Pull out every line below that contains the word "slope" and copy each one in full.

— Start AVAILABLE DATA —

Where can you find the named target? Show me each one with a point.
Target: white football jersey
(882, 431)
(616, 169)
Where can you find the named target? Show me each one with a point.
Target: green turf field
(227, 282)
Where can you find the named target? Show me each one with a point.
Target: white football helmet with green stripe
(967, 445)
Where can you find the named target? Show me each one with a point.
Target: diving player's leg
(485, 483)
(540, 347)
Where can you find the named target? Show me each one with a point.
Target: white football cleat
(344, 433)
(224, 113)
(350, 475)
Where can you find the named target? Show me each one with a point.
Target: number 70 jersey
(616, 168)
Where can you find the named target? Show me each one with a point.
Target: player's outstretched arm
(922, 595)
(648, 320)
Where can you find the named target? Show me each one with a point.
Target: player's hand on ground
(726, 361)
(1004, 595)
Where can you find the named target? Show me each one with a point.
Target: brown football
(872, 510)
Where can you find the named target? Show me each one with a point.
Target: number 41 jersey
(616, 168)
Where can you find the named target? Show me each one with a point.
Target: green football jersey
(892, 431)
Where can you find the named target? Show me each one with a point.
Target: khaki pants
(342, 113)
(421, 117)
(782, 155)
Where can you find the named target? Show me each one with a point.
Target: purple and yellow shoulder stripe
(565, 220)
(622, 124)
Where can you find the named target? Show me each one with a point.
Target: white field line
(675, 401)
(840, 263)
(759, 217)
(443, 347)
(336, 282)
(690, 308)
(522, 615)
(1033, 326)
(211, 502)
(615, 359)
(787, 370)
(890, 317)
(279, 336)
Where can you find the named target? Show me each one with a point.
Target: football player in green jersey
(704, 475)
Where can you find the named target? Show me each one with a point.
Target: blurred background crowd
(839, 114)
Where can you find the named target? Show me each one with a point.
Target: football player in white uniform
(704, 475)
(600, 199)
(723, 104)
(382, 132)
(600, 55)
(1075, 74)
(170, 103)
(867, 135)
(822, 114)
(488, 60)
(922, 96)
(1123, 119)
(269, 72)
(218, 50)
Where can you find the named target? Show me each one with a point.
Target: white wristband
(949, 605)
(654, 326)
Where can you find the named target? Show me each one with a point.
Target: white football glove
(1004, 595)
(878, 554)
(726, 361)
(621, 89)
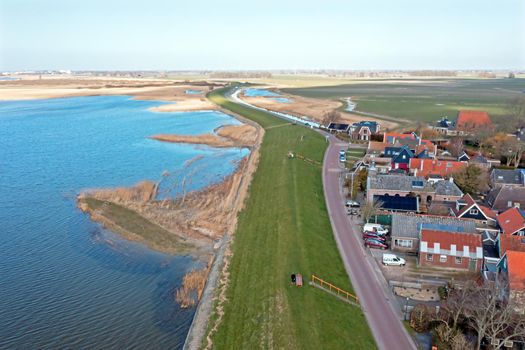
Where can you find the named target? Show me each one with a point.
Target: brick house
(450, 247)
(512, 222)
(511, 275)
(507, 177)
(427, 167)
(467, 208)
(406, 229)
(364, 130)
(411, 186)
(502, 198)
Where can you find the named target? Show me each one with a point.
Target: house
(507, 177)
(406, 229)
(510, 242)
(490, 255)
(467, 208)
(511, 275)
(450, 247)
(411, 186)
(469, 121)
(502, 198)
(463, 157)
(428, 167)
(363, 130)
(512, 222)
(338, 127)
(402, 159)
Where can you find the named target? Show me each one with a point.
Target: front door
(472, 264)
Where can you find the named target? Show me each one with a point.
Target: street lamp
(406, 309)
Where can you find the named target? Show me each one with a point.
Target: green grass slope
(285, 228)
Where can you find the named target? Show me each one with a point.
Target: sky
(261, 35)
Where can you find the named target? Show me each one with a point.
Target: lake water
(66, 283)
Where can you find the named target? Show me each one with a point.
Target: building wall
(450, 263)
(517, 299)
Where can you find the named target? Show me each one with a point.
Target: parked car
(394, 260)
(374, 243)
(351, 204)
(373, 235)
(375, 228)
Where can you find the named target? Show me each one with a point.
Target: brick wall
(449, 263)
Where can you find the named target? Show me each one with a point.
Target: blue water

— End AVAILABLE DATA —
— Start AVAILABLE DATA —

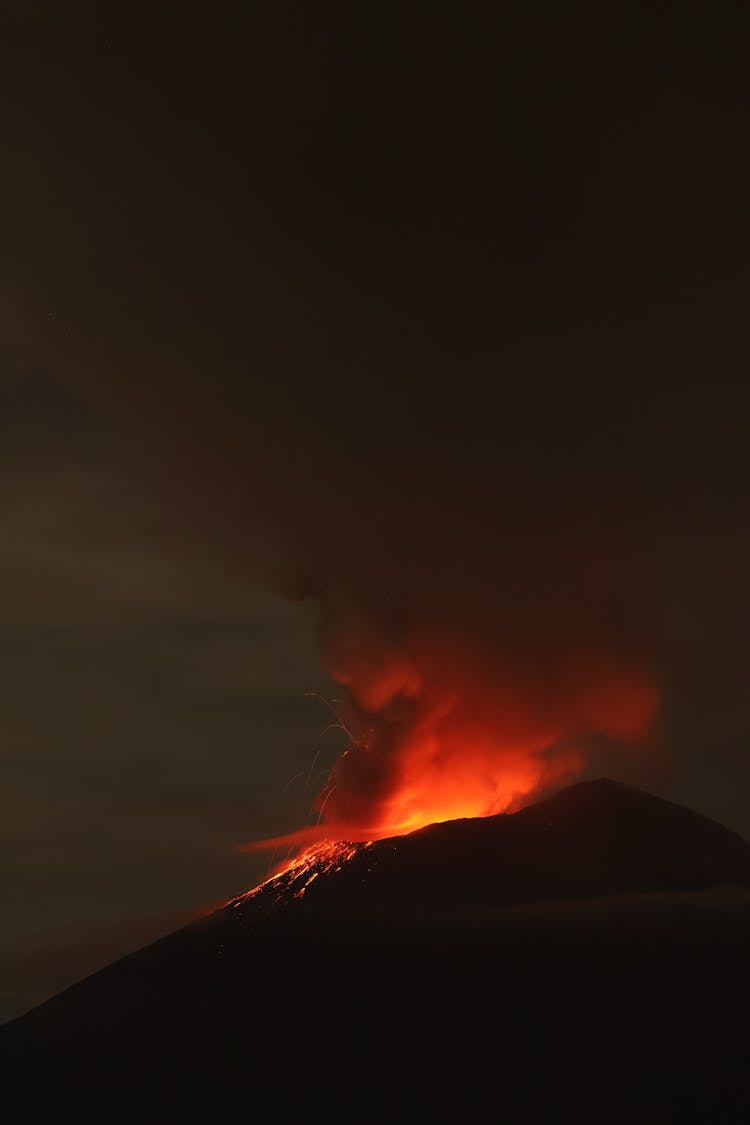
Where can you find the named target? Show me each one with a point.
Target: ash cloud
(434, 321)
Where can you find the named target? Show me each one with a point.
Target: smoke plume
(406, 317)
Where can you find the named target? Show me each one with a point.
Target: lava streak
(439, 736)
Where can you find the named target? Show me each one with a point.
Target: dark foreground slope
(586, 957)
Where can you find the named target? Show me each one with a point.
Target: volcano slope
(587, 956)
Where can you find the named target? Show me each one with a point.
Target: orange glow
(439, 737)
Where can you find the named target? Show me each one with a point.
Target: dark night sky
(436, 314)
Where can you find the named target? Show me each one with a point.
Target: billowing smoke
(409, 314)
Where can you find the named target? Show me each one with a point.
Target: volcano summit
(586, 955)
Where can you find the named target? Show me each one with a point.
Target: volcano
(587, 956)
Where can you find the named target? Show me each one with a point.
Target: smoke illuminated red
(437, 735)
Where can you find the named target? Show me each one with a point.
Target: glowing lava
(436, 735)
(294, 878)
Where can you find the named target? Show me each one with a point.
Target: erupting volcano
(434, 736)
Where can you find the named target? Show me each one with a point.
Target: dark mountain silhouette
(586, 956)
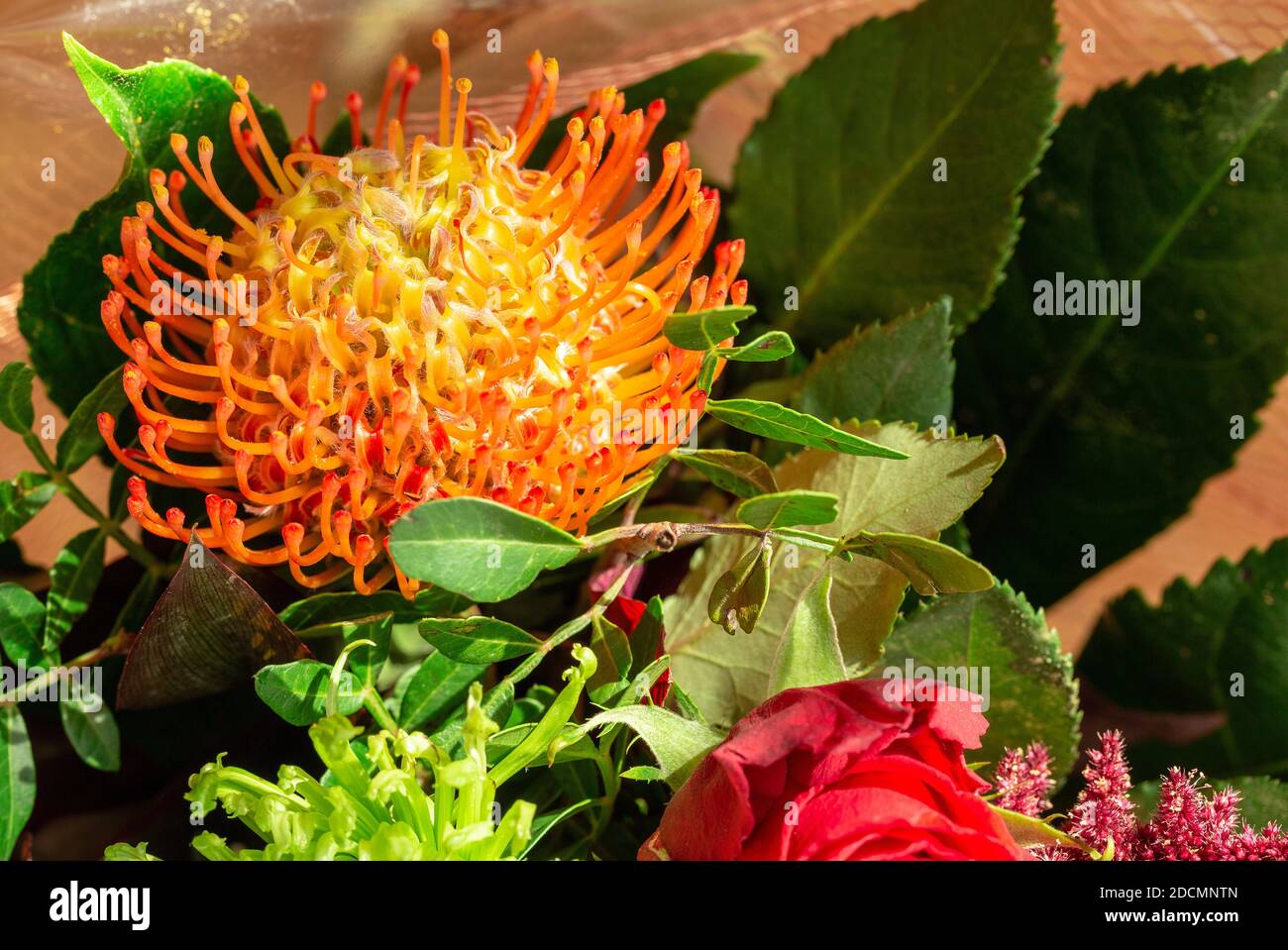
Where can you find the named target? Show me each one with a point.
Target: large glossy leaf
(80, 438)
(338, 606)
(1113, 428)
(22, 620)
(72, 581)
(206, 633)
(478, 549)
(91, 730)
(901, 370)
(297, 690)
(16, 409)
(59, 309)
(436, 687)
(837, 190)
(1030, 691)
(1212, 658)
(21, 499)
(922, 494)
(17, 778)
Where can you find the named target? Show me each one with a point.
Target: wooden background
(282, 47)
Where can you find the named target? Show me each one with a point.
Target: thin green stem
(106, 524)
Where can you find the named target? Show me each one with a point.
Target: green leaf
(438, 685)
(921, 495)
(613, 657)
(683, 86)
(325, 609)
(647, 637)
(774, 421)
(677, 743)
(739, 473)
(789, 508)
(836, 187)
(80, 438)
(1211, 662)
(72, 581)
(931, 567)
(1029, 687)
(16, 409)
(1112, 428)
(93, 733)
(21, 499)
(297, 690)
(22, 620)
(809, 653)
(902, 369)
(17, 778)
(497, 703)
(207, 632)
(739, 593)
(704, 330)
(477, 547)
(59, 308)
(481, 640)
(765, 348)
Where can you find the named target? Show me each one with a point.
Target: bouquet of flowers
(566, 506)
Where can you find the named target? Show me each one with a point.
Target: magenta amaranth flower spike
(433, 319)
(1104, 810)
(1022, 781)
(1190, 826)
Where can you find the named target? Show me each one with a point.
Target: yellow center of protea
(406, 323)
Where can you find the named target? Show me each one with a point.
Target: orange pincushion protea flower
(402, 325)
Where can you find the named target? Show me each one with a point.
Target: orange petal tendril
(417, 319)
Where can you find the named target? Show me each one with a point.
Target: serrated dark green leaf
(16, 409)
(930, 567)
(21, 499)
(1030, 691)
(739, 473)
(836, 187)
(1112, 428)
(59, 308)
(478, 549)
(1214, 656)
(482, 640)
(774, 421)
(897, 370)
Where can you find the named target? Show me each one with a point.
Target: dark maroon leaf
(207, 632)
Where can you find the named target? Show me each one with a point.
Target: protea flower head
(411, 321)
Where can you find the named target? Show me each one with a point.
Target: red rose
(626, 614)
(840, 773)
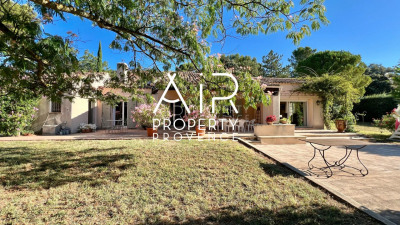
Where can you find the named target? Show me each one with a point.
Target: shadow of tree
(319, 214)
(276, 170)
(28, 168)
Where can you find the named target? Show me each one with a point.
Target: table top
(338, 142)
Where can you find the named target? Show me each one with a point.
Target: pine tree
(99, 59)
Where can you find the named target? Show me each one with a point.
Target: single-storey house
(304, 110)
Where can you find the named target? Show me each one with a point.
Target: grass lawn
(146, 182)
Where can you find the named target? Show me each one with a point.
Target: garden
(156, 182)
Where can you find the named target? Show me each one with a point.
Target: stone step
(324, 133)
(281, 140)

— End AVAILABLE DATA —
— Start AVAILABLE DATA —

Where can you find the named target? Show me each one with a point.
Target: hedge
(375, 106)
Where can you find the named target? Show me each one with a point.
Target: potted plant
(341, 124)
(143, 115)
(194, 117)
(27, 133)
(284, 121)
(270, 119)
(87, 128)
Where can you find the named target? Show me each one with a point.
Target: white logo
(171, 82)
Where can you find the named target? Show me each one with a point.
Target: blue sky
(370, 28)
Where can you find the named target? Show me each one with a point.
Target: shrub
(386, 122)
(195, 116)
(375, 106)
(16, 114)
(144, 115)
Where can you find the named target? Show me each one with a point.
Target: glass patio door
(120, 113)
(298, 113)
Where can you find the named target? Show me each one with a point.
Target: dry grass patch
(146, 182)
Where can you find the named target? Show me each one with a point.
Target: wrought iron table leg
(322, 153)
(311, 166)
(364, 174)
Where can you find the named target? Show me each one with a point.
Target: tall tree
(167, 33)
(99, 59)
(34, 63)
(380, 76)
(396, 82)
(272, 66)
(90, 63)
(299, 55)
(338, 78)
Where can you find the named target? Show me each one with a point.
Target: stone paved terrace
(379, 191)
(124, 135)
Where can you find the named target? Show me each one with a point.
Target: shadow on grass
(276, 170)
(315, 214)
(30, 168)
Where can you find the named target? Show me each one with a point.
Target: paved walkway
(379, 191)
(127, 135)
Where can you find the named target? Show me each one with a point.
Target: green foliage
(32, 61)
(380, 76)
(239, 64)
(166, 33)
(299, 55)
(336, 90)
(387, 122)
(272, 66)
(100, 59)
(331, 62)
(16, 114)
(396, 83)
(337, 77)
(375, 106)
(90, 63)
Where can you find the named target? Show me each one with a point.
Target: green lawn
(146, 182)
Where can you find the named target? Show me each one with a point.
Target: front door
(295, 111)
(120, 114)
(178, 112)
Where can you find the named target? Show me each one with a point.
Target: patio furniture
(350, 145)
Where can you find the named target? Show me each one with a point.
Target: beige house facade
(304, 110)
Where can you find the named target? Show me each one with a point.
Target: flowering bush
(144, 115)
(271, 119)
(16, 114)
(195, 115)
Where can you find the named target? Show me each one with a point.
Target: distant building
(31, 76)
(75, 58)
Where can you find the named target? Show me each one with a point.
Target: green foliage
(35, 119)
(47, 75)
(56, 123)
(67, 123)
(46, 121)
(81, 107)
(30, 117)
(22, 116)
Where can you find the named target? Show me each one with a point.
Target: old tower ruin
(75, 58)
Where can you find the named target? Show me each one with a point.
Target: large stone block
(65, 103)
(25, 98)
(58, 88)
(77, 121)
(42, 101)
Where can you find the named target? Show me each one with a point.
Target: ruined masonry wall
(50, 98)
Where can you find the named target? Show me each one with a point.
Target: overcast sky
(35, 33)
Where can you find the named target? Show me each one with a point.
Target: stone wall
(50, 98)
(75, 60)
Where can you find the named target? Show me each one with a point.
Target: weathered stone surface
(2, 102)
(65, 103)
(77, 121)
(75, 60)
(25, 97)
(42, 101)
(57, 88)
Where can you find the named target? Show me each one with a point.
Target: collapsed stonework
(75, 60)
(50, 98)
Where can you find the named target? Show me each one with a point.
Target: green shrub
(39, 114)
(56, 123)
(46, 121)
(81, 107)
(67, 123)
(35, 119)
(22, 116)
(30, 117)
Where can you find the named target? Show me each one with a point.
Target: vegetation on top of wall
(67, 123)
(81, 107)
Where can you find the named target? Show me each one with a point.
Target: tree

— End AVAILABLE DATA —

◆ **FINAL RESULT**:
Target: green grass slope
Target: dark foreground slope
Target: volcano slope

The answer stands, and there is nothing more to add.